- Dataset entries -
%%

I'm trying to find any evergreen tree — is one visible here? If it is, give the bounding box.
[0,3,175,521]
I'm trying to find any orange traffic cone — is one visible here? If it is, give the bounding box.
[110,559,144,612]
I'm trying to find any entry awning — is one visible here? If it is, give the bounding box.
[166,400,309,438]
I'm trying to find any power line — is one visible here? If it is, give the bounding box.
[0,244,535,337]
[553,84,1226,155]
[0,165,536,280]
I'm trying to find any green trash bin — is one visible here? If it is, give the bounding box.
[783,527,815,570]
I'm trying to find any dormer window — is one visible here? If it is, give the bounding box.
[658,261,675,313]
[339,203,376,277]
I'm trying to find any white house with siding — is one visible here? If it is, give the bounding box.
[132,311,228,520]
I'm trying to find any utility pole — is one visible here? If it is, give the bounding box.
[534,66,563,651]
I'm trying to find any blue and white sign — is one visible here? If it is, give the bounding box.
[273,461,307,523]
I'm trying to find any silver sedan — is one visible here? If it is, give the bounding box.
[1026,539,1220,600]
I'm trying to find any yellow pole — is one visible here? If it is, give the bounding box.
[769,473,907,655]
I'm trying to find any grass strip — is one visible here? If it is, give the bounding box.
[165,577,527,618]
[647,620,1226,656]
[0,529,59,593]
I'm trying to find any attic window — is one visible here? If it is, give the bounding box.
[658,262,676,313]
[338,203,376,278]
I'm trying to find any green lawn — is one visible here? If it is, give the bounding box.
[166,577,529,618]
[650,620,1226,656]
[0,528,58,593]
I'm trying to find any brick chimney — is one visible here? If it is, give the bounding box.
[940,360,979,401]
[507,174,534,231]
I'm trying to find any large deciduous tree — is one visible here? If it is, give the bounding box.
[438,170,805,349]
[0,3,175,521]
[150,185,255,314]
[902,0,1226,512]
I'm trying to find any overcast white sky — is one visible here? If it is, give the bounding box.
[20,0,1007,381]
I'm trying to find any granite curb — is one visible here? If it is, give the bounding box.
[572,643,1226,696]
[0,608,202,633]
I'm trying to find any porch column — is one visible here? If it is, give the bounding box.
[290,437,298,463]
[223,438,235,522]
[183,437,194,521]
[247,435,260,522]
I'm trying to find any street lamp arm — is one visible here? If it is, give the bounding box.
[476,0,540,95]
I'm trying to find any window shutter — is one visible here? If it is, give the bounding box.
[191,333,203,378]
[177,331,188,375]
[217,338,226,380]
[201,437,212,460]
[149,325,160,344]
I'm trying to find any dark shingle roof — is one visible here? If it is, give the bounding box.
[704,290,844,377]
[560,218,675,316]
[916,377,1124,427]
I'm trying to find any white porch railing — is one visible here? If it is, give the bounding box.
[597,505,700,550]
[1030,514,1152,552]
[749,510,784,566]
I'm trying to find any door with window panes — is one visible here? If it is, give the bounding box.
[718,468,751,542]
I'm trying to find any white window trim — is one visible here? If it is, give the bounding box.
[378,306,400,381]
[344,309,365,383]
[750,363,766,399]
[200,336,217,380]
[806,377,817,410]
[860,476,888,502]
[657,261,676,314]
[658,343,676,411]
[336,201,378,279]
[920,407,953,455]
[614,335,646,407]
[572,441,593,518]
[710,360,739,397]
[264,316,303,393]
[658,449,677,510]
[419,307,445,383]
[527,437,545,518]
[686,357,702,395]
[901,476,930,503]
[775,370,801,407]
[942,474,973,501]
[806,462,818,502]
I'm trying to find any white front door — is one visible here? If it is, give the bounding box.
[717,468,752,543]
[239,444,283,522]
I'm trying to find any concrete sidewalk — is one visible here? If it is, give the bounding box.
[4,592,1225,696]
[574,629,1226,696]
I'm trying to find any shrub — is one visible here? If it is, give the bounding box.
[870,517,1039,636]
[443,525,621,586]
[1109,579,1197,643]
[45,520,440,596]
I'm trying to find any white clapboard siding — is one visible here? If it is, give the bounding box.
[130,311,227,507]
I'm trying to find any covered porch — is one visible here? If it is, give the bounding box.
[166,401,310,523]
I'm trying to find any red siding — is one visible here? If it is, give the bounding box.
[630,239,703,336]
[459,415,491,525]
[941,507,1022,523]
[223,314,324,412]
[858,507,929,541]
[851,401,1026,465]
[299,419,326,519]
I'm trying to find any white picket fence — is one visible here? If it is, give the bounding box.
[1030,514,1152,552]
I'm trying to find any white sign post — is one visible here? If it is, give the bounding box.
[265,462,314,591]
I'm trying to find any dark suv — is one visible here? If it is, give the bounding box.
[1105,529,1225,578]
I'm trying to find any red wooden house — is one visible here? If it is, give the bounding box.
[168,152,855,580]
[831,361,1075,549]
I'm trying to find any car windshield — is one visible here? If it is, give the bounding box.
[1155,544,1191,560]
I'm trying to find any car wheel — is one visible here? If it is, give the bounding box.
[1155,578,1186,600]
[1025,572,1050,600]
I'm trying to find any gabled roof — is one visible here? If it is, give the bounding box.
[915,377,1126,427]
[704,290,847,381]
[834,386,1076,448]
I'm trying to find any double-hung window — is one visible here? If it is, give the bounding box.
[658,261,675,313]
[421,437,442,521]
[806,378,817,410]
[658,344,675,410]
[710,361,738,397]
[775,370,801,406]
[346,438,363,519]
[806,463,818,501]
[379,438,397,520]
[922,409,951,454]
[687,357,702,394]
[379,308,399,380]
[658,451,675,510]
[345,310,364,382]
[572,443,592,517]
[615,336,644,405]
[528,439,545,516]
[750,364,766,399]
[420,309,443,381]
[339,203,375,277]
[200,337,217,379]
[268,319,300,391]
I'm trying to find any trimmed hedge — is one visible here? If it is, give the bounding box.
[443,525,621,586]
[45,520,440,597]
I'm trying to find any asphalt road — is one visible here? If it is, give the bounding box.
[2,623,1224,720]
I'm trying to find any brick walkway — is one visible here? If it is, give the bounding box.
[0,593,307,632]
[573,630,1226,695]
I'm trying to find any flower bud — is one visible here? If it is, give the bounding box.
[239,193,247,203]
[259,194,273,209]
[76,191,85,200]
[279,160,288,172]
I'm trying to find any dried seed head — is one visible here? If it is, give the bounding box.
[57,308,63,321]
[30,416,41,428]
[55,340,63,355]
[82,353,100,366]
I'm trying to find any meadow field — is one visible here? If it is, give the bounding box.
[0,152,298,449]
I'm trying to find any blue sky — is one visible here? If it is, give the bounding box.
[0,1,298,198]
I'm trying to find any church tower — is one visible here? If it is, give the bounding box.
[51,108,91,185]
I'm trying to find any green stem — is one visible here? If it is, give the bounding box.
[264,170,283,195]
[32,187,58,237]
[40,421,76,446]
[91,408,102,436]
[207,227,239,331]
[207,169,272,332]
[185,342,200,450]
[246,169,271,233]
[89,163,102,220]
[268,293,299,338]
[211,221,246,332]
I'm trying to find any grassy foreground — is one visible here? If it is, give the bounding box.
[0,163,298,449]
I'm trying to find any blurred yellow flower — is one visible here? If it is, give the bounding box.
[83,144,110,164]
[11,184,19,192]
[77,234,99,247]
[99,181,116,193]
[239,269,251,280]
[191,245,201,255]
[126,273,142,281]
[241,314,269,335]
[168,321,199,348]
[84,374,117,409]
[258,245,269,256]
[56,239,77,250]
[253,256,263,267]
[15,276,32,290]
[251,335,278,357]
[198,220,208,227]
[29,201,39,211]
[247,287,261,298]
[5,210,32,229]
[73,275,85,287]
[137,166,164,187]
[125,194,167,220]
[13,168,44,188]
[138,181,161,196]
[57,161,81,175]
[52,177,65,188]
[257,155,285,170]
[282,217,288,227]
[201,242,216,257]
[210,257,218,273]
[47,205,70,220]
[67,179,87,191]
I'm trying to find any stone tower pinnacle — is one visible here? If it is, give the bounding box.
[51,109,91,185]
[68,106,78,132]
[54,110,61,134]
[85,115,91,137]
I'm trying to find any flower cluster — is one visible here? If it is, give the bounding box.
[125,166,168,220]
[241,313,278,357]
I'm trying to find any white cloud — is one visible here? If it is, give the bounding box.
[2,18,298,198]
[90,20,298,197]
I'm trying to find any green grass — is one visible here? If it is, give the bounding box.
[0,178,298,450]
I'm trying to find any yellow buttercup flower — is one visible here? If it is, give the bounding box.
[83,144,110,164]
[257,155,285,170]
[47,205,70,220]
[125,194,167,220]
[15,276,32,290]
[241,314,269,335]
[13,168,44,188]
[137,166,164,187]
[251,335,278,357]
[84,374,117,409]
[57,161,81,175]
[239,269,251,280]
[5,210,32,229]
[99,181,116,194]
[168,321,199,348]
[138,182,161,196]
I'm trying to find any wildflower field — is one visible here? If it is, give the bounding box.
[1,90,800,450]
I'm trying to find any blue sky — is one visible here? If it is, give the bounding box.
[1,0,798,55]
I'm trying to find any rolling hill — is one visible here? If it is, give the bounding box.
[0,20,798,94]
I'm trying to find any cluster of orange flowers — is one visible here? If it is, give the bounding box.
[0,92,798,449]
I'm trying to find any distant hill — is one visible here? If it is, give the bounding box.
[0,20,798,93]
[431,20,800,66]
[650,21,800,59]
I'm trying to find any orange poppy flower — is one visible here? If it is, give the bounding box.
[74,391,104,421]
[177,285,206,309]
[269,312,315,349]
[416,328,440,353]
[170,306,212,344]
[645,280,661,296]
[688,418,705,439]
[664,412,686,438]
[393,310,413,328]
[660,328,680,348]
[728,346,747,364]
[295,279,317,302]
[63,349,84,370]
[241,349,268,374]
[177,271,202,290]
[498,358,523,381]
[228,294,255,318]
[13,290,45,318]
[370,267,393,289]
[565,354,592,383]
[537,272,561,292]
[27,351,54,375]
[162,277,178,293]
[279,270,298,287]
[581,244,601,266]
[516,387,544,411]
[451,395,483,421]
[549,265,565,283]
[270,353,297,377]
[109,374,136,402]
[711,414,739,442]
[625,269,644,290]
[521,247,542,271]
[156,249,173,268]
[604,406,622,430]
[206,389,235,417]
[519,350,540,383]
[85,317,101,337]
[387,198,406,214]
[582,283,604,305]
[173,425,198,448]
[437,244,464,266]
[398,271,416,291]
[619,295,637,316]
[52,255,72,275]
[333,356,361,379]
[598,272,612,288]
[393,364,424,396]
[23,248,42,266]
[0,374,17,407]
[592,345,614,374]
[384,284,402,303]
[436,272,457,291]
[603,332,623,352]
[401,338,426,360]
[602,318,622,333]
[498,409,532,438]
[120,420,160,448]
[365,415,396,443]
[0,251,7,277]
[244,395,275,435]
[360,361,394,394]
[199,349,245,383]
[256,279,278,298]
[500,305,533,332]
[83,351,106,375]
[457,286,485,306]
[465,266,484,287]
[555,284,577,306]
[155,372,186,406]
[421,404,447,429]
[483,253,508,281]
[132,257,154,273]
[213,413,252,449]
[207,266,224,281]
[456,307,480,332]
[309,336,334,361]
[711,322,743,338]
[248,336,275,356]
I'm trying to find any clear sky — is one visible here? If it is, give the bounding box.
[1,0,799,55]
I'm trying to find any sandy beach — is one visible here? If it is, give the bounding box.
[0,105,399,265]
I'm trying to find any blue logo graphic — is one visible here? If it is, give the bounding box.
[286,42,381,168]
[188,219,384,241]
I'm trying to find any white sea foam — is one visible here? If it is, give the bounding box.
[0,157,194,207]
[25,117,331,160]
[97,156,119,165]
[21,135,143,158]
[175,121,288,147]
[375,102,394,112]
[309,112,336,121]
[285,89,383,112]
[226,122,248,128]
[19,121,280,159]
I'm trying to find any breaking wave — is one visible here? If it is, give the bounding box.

%%

- Required work -
Set down exactly the line with "I'm trying to find any sandy" and each line after it up to the end of the records, adding nothing.

- Solved exercise -
I'm trying to find any sandy beach — is one visible here? If it is, give the bounding box.
[0,105,399,265]
I'm trying to find any blue logo graphic — is one visible here? If it is, give the bounding box.
[286,42,381,168]
[188,219,384,241]
I'm trying to find any white sea foam — is one visible here? If it is, give the bounding box.
[0,157,194,207]
[25,117,331,160]
[97,156,119,165]
[21,135,143,158]
[175,121,288,147]
[375,102,394,112]
[309,112,336,121]
[285,89,383,112]
[226,122,248,128]
[19,121,280,159]
I'm trying to find any breaking wave — is one visible here? If it is, give the bounding box.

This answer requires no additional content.